**** Recorded information ****

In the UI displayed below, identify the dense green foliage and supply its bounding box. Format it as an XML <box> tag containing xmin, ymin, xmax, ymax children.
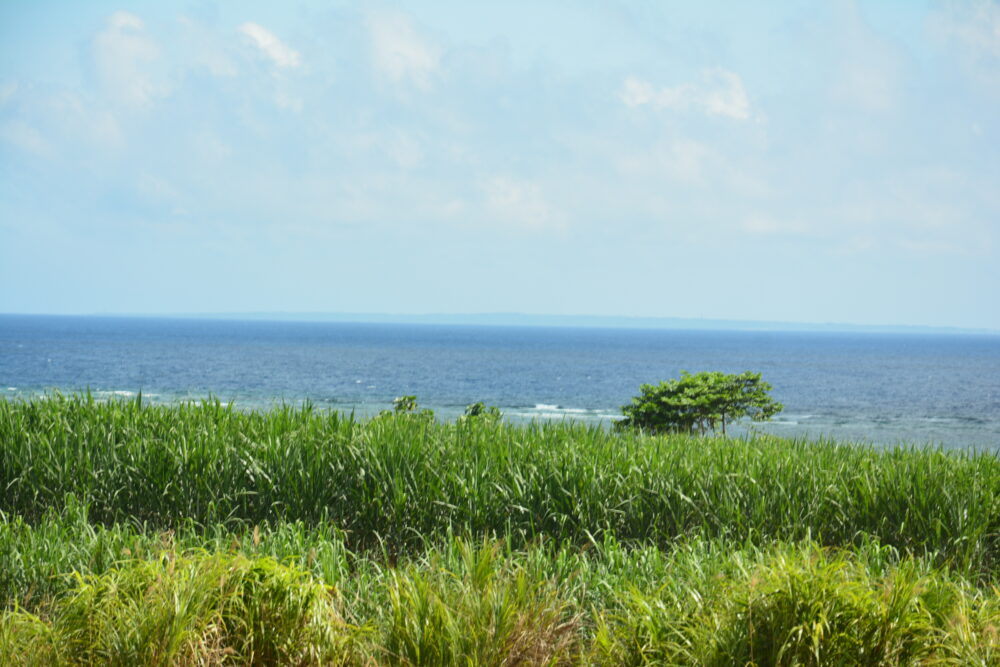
<box><xmin>0</xmin><ymin>397</ymin><xmax>1000</xmax><ymax>665</ymax></box>
<box><xmin>616</xmin><ymin>371</ymin><xmax>783</xmax><ymax>436</ymax></box>
<box><xmin>0</xmin><ymin>398</ymin><xmax>1000</xmax><ymax>572</ymax></box>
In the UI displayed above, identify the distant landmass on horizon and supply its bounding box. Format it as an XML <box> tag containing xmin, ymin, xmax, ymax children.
<box><xmin>145</xmin><ymin>312</ymin><xmax>1000</xmax><ymax>335</ymax></box>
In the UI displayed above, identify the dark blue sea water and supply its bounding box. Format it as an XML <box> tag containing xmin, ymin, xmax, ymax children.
<box><xmin>0</xmin><ymin>315</ymin><xmax>1000</xmax><ymax>448</ymax></box>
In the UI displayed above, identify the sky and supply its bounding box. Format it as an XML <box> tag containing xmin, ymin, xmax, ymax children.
<box><xmin>0</xmin><ymin>0</ymin><xmax>1000</xmax><ymax>330</ymax></box>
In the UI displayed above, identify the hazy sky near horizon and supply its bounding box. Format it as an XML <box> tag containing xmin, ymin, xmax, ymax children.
<box><xmin>0</xmin><ymin>0</ymin><xmax>1000</xmax><ymax>329</ymax></box>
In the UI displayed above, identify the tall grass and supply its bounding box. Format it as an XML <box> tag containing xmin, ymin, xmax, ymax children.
<box><xmin>0</xmin><ymin>539</ymin><xmax>1000</xmax><ymax>665</ymax></box>
<box><xmin>0</xmin><ymin>396</ymin><xmax>1000</xmax><ymax>577</ymax></box>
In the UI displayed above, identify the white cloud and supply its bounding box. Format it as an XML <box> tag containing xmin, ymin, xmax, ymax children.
<box><xmin>931</xmin><ymin>0</ymin><xmax>1000</xmax><ymax>58</ymax></box>
<box><xmin>368</xmin><ymin>12</ymin><xmax>441</xmax><ymax>90</ymax></box>
<box><xmin>620</xmin><ymin>67</ymin><xmax>750</xmax><ymax>120</ymax></box>
<box><xmin>928</xmin><ymin>0</ymin><xmax>1000</xmax><ymax>91</ymax></box>
<box><xmin>0</xmin><ymin>120</ymin><xmax>52</xmax><ymax>157</ymax></box>
<box><xmin>94</xmin><ymin>12</ymin><xmax>169</xmax><ymax>107</ymax></box>
<box><xmin>177</xmin><ymin>16</ymin><xmax>239</xmax><ymax>77</ymax></box>
<box><xmin>0</xmin><ymin>81</ymin><xmax>17</xmax><ymax>106</ymax></box>
<box><xmin>240</xmin><ymin>22</ymin><xmax>302</xmax><ymax>67</ymax></box>
<box><xmin>740</xmin><ymin>213</ymin><xmax>810</xmax><ymax>236</ymax></box>
<box><xmin>482</xmin><ymin>176</ymin><xmax>566</xmax><ymax>231</ymax></box>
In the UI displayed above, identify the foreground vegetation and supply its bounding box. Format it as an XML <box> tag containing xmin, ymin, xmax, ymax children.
<box><xmin>0</xmin><ymin>397</ymin><xmax>1000</xmax><ymax>665</ymax></box>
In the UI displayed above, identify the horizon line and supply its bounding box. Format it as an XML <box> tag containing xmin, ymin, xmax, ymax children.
<box><xmin>0</xmin><ymin>311</ymin><xmax>1000</xmax><ymax>335</ymax></box>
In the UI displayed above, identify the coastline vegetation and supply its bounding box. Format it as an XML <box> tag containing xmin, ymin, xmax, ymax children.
<box><xmin>0</xmin><ymin>396</ymin><xmax>1000</xmax><ymax>665</ymax></box>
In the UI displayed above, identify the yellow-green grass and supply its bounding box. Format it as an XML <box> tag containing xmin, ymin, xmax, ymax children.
<box><xmin>0</xmin><ymin>539</ymin><xmax>1000</xmax><ymax>665</ymax></box>
<box><xmin>0</xmin><ymin>396</ymin><xmax>1000</xmax><ymax>665</ymax></box>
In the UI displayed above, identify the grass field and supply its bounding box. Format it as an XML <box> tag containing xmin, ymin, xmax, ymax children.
<box><xmin>0</xmin><ymin>397</ymin><xmax>1000</xmax><ymax>665</ymax></box>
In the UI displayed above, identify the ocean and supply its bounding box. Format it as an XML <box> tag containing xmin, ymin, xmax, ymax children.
<box><xmin>0</xmin><ymin>315</ymin><xmax>1000</xmax><ymax>449</ymax></box>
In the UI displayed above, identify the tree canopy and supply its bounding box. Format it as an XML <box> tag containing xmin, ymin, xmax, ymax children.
<box><xmin>617</xmin><ymin>371</ymin><xmax>784</xmax><ymax>435</ymax></box>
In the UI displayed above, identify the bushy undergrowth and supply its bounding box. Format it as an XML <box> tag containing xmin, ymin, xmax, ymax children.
<box><xmin>0</xmin><ymin>540</ymin><xmax>1000</xmax><ymax>666</ymax></box>
<box><xmin>0</xmin><ymin>397</ymin><xmax>1000</xmax><ymax>573</ymax></box>
<box><xmin>0</xmin><ymin>396</ymin><xmax>1000</xmax><ymax>665</ymax></box>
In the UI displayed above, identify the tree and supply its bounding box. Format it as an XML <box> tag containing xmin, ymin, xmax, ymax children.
<box><xmin>616</xmin><ymin>371</ymin><xmax>784</xmax><ymax>435</ymax></box>
<box><xmin>457</xmin><ymin>401</ymin><xmax>503</xmax><ymax>424</ymax></box>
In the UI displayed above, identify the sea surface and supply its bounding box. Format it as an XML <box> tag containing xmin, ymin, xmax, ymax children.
<box><xmin>0</xmin><ymin>315</ymin><xmax>1000</xmax><ymax>450</ymax></box>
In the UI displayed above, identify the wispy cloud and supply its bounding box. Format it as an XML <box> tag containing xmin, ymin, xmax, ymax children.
<box><xmin>620</xmin><ymin>67</ymin><xmax>750</xmax><ymax>120</ymax></box>
<box><xmin>94</xmin><ymin>11</ymin><xmax>169</xmax><ymax>107</ymax></box>
<box><xmin>482</xmin><ymin>176</ymin><xmax>566</xmax><ymax>231</ymax></box>
<box><xmin>240</xmin><ymin>22</ymin><xmax>302</xmax><ymax>67</ymax></box>
<box><xmin>368</xmin><ymin>12</ymin><xmax>441</xmax><ymax>90</ymax></box>
<box><xmin>0</xmin><ymin>119</ymin><xmax>53</xmax><ymax>157</ymax></box>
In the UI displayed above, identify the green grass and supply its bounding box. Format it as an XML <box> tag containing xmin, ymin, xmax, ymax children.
<box><xmin>0</xmin><ymin>396</ymin><xmax>1000</xmax><ymax>665</ymax></box>
<box><xmin>0</xmin><ymin>536</ymin><xmax>1000</xmax><ymax>665</ymax></box>
<box><xmin>0</xmin><ymin>397</ymin><xmax>1000</xmax><ymax>576</ymax></box>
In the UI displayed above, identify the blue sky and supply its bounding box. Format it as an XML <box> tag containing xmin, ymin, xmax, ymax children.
<box><xmin>0</xmin><ymin>0</ymin><xmax>1000</xmax><ymax>329</ymax></box>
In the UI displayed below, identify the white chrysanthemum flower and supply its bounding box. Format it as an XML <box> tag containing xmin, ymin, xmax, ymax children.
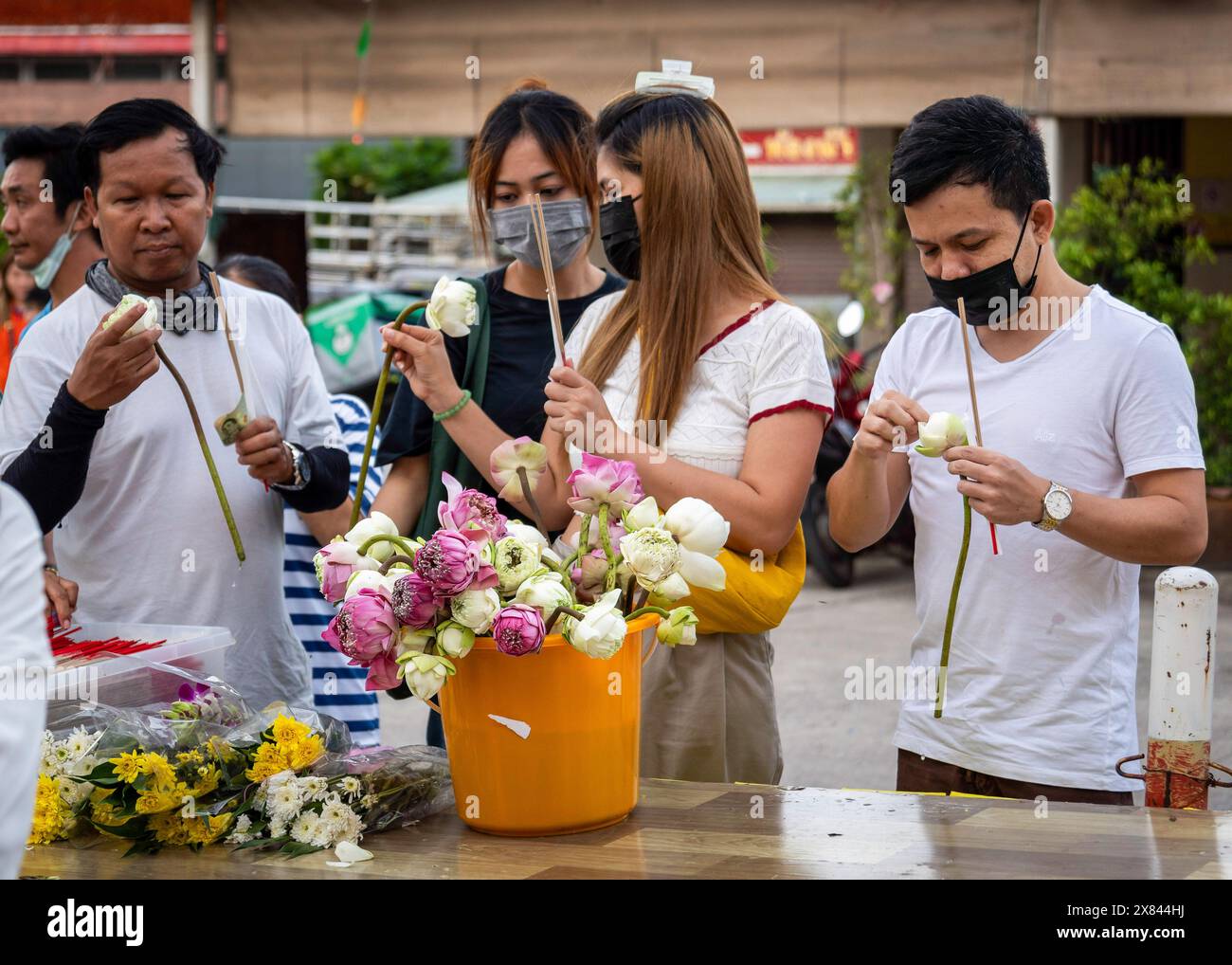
<box><xmin>291</xmin><ymin>810</ymin><xmax>320</xmax><ymax>845</ymax></box>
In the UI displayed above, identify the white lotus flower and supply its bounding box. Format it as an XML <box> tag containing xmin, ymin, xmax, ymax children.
<box><xmin>624</xmin><ymin>496</ymin><xmax>660</xmax><ymax>533</ymax></box>
<box><xmin>446</xmin><ymin>589</ymin><xmax>500</xmax><ymax>635</ymax></box>
<box><xmin>563</xmin><ymin>588</ymin><xmax>628</xmax><ymax>661</ymax></box>
<box><xmin>436</xmin><ymin>620</ymin><xmax>475</xmax><ymax>660</ymax></box>
<box><xmin>403</xmin><ymin>653</ymin><xmax>457</xmax><ymax>700</ymax></box>
<box><xmin>493</xmin><ymin>537</ymin><xmax>541</xmax><ymax>592</ymax></box>
<box><xmin>424</xmin><ymin>275</ymin><xmax>480</xmax><ymax>337</ymax></box>
<box><xmin>102</xmin><ymin>292</ymin><xmax>163</xmax><ymax>341</ymax></box>
<box><xmin>488</xmin><ymin>435</ymin><xmax>547</xmax><ymax>500</ymax></box>
<box><xmin>915</xmin><ymin>411</ymin><xmax>968</xmax><ymax>456</ymax></box>
<box><xmin>620</xmin><ymin>526</ymin><xmax>680</xmax><ymax>592</ymax></box>
<box><xmin>514</xmin><ymin>571</ymin><xmax>573</xmax><ymax>623</ymax></box>
<box><xmin>662</xmin><ymin>496</ymin><xmax>732</xmax><ymax>591</ymax></box>
<box><xmin>344</xmin><ymin>513</ymin><xmax>399</xmax><ymax>562</ymax></box>
<box><xmin>394</xmin><ymin>626</ymin><xmax>436</xmax><ymax>663</ymax></box>
<box><xmin>342</xmin><ymin>570</ymin><xmax>406</xmax><ymax>600</ymax></box>
<box><xmin>654</xmin><ymin>574</ymin><xmax>693</xmax><ymax>603</ymax></box>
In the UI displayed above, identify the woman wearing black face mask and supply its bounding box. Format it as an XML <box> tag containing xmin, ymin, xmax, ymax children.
<box><xmin>372</xmin><ymin>82</ymin><xmax>625</xmax><ymax>747</ymax></box>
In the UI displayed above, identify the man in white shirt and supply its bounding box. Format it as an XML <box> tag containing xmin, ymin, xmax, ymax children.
<box><xmin>0</xmin><ymin>99</ymin><xmax>349</xmax><ymax>706</ymax></box>
<box><xmin>826</xmin><ymin>96</ymin><xmax>1206</xmax><ymax>804</ymax></box>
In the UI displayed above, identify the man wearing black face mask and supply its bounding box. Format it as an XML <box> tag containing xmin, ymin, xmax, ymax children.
<box><xmin>828</xmin><ymin>96</ymin><xmax>1206</xmax><ymax>804</ymax></box>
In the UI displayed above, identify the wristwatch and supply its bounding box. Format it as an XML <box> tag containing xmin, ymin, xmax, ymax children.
<box><xmin>1031</xmin><ymin>480</ymin><xmax>1075</xmax><ymax>533</ymax></box>
<box><xmin>275</xmin><ymin>439</ymin><xmax>312</xmax><ymax>489</ymax></box>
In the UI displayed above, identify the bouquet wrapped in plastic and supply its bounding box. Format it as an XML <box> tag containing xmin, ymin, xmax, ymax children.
<box><xmin>29</xmin><ymin>665</ymin><xmax>452</xmax><ymax>855</ymax></box>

****

Gather every line of the listing above that contains the word "below".

In the UI displayed below, identify the dense green foliage and supply its bounding box. Format it as an XML <box> tag containing xmin, ymin, xmax, ymax children.
In the UI displayed below, identify the white chrysanthemum flower and supply its bounding box. Format it as an XML <box> tag containing xmin, ymin, xmax, ymax children.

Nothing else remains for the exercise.